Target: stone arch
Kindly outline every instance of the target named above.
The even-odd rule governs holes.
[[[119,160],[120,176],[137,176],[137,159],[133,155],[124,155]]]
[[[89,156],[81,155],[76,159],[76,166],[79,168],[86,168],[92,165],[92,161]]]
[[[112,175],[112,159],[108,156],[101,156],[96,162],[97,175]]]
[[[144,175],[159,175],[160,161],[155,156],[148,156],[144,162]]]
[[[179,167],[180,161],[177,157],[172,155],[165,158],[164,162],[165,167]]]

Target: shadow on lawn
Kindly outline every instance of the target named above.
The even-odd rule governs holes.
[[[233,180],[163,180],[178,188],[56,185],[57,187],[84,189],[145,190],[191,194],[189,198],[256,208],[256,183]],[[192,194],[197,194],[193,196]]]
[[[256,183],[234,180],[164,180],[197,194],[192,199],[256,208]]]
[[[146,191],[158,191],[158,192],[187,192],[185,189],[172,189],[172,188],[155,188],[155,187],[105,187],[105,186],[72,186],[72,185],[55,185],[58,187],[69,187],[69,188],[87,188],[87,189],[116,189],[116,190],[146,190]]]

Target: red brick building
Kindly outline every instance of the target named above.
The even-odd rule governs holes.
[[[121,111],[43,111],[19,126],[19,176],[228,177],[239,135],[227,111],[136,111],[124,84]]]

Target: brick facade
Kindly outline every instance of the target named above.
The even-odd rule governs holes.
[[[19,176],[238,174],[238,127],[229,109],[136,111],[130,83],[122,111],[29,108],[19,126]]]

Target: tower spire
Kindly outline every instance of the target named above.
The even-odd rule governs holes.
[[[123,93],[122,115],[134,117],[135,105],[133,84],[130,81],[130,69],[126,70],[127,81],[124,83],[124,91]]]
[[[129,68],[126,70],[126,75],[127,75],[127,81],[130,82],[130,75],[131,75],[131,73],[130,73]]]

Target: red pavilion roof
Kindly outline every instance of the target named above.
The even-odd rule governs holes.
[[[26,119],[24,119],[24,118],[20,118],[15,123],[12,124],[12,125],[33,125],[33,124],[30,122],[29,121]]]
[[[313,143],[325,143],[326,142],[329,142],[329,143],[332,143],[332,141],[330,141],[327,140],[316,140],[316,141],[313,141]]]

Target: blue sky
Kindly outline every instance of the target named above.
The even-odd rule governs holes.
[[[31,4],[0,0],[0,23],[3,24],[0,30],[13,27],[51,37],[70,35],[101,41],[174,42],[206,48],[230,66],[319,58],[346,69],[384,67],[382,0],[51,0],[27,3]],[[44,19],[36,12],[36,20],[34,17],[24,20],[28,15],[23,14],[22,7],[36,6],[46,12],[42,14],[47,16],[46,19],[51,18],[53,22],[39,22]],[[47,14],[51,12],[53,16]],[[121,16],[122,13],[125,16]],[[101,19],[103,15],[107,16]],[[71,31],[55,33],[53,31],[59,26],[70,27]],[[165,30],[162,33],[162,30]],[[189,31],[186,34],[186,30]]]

Task brief: Retype the lines above, starting from the very first line and ending with the line that contains "[[[144,175],[159,175],[160,161],[155,156],[148,156],[144,162]]]", including both of those lines.

Result below:
Target: stone arch
Kindly outline every instance of the target named above.
The even-odd rule governs holes.
[[[119,160],[120,176],[137,176],[137,159],[133,155],[124,155]]]
[[[89,156],[81,155],[76,159],[76,166],[79,168],[86,168],[92,165],[92,161]]]
[[[112,175],[112,159],[108,156],[101,156],[96,162],[97,175]]]
[[[144,175],[159,175],[160,161],[155,156],[148,156],[144,162]]]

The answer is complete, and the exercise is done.